Task item: Which of the lines in the records below hold the string "target"? Copy every one of them.

Record excerpts:
▬▬▬
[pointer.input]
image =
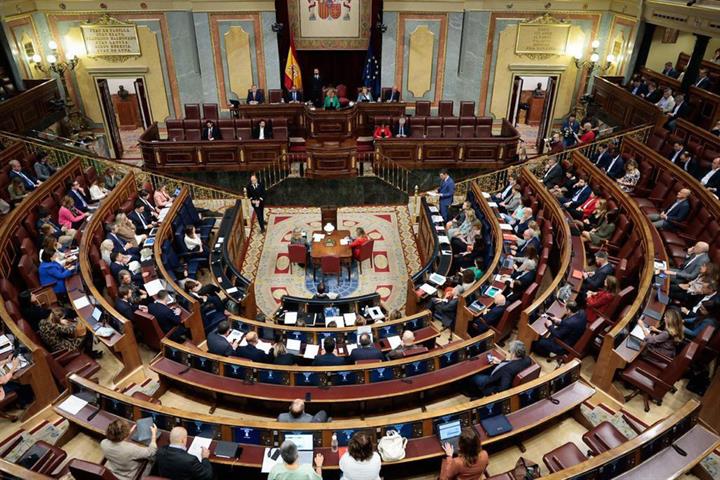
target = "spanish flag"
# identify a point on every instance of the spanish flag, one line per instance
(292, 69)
▬▬▬
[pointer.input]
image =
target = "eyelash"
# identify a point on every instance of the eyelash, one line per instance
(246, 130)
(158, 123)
▬▬▬
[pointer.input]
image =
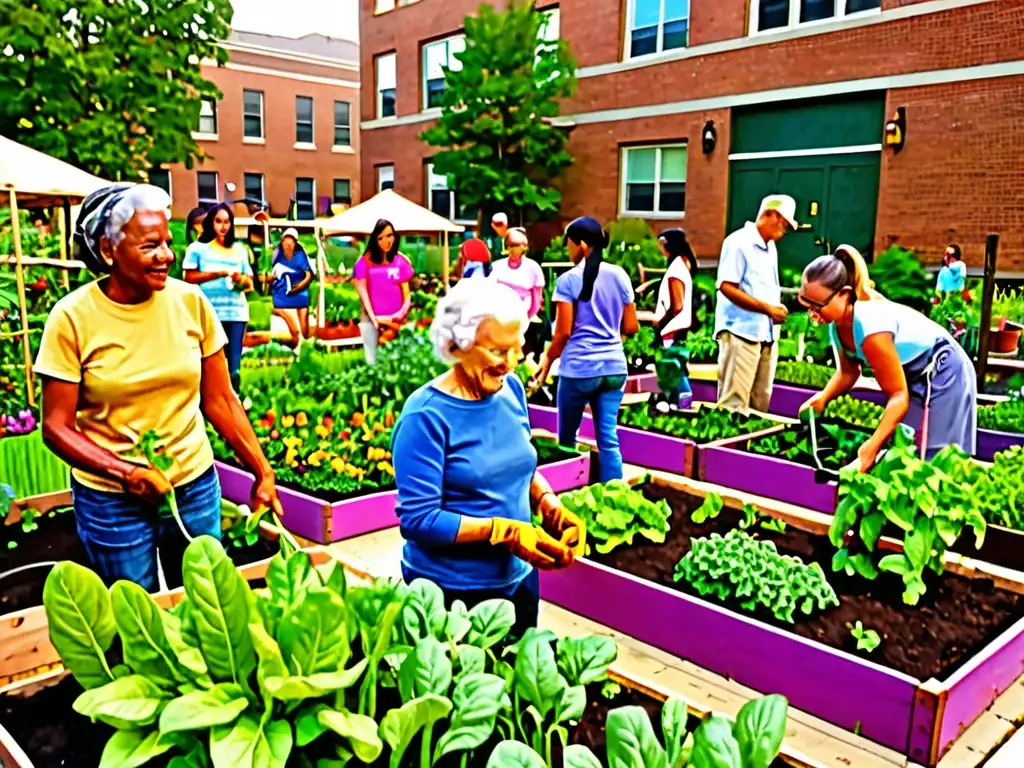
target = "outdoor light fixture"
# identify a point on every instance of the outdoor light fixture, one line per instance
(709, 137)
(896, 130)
▬▬▬
Worked solution:
target = "spanish flag"
target = "eyelash"
target = "outdoor light fixture"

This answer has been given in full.